*Exercise 1*
Locate every line in the entries below that contains the word "shoulder", and copy each of those lines.

*Text extract*
☆ ☆ ☆ ☆
Pitt is only a few days out from the 2024 Blue-Gold Spring Game, and Pat Narduzzi likes where his squad stands.

He isn’t exactly pleased with the overall health of the team, with quite a few players ruled out for the game itself, but he’s liked what he’s seen from a toughness standpoint. It’s been very physical.

“As a matter of fact, I had a high school in today who played at Maryland and played for Ralph Friedgen, he goes, ‘That was like a Ralph Friedgen practice,’ which is a good thing. To me, it’s a compliment. Ralph is a heckuva coach, but it’s a compliment because it kind of goes back to the old school. We’ve had a physical spring. We’ve had physical winter workouts. Our guys got bigger, faster, stronger.”

Pitt needed to get bigger, faster and stronger this spring after a disastrous 2023 season, and the Panthers needed to get healthier. The two need to go hand-in-hand in 2024. It would appear that the Panthers will exit the spring with just one long-term injury, which is solid.

There’s a lot going on ahead of Saturday’s game.

Pitt defensive back Donovan McMillon.

It seems like there’s been more turnovers. 

Cruce Brookins might have 10 takeaways stickers on his helmet. Okay, truthfully, it’s more like six or seven, but it’s hard to count all the stickers plastered on his helmet. And he’s not alone.

Just about every defensive back has double-digit takeaway stickers on his helmet through 13 practices. It’s not uncommon for helmets to be covered with takeaway stickers, but even the linebackers (Kyle Louis and Rasheem Biles, notably) have more than a few stickers. There are a handful of defensive linemen with stickers, too.
☆ ☆ ☆ ☆
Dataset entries
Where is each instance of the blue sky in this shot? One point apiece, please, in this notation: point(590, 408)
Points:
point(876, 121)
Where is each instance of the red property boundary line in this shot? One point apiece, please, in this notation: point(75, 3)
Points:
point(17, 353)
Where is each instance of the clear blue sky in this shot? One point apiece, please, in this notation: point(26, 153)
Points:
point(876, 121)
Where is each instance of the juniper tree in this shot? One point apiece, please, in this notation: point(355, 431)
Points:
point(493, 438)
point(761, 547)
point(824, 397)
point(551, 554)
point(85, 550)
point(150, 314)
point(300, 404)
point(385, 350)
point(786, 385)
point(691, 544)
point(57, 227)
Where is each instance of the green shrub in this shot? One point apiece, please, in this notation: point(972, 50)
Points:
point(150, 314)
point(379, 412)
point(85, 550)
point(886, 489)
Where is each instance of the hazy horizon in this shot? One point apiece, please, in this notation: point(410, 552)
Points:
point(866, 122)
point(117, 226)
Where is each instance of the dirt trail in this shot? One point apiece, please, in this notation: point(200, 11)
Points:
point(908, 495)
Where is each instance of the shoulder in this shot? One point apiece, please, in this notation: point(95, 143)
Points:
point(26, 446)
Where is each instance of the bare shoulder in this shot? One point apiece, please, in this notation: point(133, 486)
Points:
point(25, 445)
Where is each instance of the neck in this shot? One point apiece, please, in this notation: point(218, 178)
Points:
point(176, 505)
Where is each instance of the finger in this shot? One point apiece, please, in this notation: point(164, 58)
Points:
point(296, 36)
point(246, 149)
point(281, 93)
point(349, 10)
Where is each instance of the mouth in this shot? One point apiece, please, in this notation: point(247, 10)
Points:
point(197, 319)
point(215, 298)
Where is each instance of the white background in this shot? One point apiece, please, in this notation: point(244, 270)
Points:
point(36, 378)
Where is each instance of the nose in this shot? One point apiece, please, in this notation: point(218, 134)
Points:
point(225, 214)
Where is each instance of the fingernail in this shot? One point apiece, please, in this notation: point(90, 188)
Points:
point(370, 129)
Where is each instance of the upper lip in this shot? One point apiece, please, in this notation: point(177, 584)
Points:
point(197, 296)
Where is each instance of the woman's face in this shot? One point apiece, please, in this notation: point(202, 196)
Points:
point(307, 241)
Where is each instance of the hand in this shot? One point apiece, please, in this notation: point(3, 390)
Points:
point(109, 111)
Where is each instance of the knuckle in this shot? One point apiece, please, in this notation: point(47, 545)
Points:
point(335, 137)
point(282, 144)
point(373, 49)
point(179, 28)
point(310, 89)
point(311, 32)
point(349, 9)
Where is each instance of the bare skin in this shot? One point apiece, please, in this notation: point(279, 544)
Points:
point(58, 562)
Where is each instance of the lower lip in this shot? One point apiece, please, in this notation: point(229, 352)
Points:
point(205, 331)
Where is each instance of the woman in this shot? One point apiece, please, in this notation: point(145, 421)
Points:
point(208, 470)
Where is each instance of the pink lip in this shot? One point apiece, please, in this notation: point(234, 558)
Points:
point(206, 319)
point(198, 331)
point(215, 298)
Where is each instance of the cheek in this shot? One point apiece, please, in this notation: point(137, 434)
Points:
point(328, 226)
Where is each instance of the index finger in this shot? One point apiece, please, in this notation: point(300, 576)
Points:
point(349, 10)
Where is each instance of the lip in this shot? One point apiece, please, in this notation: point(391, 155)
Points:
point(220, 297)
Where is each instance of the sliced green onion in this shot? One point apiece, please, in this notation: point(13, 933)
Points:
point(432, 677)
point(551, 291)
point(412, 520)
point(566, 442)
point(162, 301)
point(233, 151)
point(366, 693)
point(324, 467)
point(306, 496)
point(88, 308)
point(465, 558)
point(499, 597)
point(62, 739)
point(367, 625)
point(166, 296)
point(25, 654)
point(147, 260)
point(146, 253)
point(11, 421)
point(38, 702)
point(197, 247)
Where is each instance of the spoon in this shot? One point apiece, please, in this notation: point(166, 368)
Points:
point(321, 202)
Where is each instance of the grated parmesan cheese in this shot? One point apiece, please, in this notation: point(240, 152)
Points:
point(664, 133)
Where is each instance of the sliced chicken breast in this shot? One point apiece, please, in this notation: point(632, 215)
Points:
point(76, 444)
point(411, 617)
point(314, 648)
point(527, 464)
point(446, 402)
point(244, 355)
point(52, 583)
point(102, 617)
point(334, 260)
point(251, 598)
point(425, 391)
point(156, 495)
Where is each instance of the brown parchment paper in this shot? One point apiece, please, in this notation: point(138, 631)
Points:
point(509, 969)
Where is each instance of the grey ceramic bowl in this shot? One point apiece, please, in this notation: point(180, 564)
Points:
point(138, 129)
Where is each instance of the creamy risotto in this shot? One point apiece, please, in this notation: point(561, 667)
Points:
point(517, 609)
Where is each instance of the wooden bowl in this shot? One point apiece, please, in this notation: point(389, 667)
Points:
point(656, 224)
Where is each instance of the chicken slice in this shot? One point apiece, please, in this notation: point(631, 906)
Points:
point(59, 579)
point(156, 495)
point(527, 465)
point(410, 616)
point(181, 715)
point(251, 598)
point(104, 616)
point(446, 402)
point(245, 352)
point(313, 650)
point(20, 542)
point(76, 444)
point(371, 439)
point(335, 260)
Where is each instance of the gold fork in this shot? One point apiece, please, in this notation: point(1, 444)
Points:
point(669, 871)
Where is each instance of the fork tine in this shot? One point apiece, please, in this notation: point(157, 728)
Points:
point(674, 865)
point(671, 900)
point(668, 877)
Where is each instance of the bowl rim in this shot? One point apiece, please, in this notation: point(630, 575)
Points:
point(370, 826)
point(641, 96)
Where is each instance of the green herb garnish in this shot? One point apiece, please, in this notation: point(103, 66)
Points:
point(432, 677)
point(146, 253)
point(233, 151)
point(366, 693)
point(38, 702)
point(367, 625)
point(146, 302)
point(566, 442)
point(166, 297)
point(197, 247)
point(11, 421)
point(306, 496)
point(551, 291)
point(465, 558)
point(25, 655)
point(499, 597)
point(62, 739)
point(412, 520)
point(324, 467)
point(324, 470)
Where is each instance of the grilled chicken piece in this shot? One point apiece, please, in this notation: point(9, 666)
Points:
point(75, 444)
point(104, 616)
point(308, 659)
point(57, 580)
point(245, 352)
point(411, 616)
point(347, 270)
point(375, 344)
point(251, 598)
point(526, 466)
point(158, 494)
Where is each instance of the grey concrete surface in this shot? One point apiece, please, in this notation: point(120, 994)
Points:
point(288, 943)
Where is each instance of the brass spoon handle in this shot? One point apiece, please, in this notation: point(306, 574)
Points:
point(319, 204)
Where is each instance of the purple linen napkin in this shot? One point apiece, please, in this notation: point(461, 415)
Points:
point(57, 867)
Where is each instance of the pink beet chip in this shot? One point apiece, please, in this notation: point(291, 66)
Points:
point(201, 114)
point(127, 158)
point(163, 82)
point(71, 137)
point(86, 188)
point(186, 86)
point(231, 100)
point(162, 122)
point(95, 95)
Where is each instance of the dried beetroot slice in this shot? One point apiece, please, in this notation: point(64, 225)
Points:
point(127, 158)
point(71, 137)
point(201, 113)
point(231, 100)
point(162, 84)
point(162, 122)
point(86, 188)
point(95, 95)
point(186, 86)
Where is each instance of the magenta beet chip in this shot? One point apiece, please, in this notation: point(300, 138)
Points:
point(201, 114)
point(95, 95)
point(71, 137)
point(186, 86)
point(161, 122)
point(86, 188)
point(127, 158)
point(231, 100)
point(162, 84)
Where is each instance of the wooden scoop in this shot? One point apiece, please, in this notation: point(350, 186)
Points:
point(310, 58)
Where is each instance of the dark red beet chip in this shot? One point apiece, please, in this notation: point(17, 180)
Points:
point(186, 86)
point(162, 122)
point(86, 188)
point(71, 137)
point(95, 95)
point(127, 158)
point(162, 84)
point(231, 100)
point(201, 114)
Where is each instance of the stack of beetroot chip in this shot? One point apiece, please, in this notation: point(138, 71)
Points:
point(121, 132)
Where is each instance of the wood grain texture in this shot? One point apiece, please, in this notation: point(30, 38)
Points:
☆ ☆ ☆ ☆
*Exercise 2*
Which two linebackers does the Pitt spring football article name as having more than a few takeaway stickers?

*Exercise response 1*
Where is each instance of the shoulder in this shot? One point apiece, please, in this notation: point(95, 143)
Where is each instance of the bare shoulder in this shot? One point apiece, please, in this notation: point(133, 486)

*Exercise response 2*
Kyle Louis and Rasheem Biles.